Studio album by The Grass Roots
- Released: 1972
- Studio: ABC, Los Angeles, California
- Genre: Pop
- Length: 35:37
- Label: Dunhill
- Producer: Steve Barri; Rob Grill; Warren Entner;

The Grass Roots chronology
| Their 16 Greatest Hits (1971) | Move Along (1972) | Alotta Mileage (1973) |

= Move Along (The Grass Roots album) =

Move Along is the sixth studio album by the American rock group the Grass Roots. The album was released in 1972 and charted at No. 86. It was the last of the group's albums to chart on the Billboard Top LPs & Tape chart. The album marked the departures of longtime drummer Rick Coonce and keyboardist Dennis Provisor from the group, though Provisor still contributed to the album both as a performer (uncredited) and as a composer. The A- and B-side singles released were "Two Divided by Love", "Glory Bound" b/w "Only One", "The Runway" b/w "Move Along", and "Anyway the Wind Blows" b/w "Monday Love". Later, the song "Someone to Love" was released as the B side to the song "Love Is What You Make It", which appeared on the band's following album, Alotta Mileage.

:: EXCERPTED DATA ::
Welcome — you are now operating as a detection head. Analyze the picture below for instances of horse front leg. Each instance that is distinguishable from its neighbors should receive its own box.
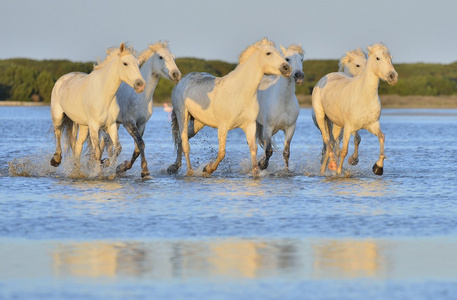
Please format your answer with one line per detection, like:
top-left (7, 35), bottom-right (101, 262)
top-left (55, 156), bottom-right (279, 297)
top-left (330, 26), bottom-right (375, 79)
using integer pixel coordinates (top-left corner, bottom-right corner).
top-left (244, 122), bottom-right (256, 178)
top-left (283, 124), bottom-right (296, 171)
top-left (89, 126), bottom-right (102, 175)
top-left (203, 124), bottom-right (227, 174)
top-left (256, 126), bottom-right (273, 170)
top-left (117, 123), bottom-right (150, 178)
top-left (367, 121), bottom-right (386, 175)
top-left (348, 131), bottom-right (362, 166)
top-left (316, 112), bottom-right (337, 175)
top-left (179, 109), bottom-right (194, 176)
top-left (336, 127), bottom-right (351, 175)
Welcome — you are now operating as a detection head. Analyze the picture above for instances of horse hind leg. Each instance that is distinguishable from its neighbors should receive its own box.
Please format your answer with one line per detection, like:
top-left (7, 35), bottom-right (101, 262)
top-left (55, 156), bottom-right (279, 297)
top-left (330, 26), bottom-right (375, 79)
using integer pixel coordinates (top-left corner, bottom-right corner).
top-left (257, 126), bottom-right (273, 170)
top-left (167, 109), bottom-right (183, 174)
top-left (50, 113), bottom-right (73, 167)
top-left (203, 128), bottom-right (228, 174)
top-left (348, 131), bottom-right (362, 166)
top-left (283, 124), bottom-right (295, 171)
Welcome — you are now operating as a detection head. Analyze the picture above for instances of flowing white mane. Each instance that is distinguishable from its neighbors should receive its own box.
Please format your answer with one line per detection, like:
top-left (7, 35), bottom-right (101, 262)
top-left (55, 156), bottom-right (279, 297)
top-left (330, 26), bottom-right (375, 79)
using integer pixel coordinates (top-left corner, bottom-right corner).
top-left (138, 41), bottom-right (168, 68)
top-left (287, 44), bottom-right (305, 56)
top-left (238, 38), bottom-right (275, 64)
top-left (367, 43), bottom-right (392, 60)
top-left (338, 48), bottom-right (367, 70)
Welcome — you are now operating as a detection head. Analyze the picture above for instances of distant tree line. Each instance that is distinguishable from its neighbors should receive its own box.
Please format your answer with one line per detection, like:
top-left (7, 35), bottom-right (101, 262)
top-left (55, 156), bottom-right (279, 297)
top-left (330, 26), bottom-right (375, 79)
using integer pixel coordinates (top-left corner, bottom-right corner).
top-left (0, 58), bottom-right (457, 103)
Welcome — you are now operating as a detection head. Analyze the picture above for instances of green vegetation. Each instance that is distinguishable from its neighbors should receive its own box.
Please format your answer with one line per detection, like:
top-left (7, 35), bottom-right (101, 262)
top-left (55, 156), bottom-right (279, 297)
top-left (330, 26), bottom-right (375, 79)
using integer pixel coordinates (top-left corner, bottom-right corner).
top-left (0, 58), bottom-right (457, 103)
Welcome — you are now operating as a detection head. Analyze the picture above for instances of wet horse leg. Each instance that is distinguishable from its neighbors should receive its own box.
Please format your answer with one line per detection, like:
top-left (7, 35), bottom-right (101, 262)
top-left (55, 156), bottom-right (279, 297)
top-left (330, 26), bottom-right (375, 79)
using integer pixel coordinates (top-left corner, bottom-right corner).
top-left (316, 112), bottom-right (337, 174)
top-left (244, 122), bottom-right (258, 178)
top-left (75, 125), bottom-right (89, 171)
top-left (367, 121), bottom-right (386, 175)
top-left (348, 131), bottom-right (362, 166)
top-left (50, 112), bottom-right (65, 167)
top-left (203, 123), bottom-right (227, 174)
top-left (117, 123), bottom-right (150, 177)
top-left (283, 124), bottom-right (296, 171)
top-left (178, 109), bottom-right (194, 176)
top-left (259, 126), bottom-right (273, 170)
top-left (336, 127), bottom-right (352, 175)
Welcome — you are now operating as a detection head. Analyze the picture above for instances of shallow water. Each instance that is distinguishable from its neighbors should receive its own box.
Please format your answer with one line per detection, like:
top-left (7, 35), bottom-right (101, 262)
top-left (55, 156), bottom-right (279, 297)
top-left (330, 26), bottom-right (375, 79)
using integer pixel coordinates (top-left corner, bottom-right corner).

:: TASKS TO PERFORM ::
1: Copy word for word the passage of the Move Along article starting with "Move Along is" and going on through "album, Alotta Mileage.".
2: Resume the article on the Grass Roots album Move Along from the point where it stops.

:: ANSWER LIST ::
1:
Move Along is the sixth studio album by the American rock group the Grass Roots. The album was released in 1972 and charted at No. 86. It was the last of the group's albums to chart on the Billboard Top LPs & Tape chart. The album marked the departures of longtime drummer Rick Coonce and keyboardist Dennis Provisor from the group, though Provisor still contributed to the album both as a performer (uncredited) and as a composer. The A- and B-side singles released were "Two Divided by Love", "Glory Bound" b/w "Only One", "The Runway" b/w "Move Along", and "Anyway the Wind Blows" b/w "Monday Love". Later, the song "Someone to Love" was released as the B side to the song "Love Is What You Make It", which appeared on the band's following album, Alotta Mileage.

2:
==Songs==

The songs featured string and horn arrangements by Jimmie Haskell. Three hit singles were included on Move Along: "Two Divided by Love" (No. 16), "Glory Bound" (No. 34), and "The Runaway" (No. 39), with the latter being the last Grass Roots song to reach the top 40. Six of the album's songs were written or co-written by Dennis Provisor, and he sang lead vocals on "Two Divided by Love", "Someone to Love", and "Only One". However, he was not credited for his performances on the album.

==Artwork, packaging==
Move Along was originally released on Dunhill ABC in stereo. The album was designed by David Larkham of Tepee Graphics. Photos taken by Ed Caraeff.

==Reception==

In his retrospective review for Allmusic, critic Joe Viglione called the album "interesting and still listenable" but wrote "Slick arrangements and big production eliminate the charm of the earlier recordings.. and has little surprise and none of the sparkle of the Sloan/Barri days, but it is not without merit."

Professional ratings
Review scores
| Source | Rating |
| Allmusic | Star |

==Track listing==
All songs produced by Steve Barri with Rob Grill and Warren Entner.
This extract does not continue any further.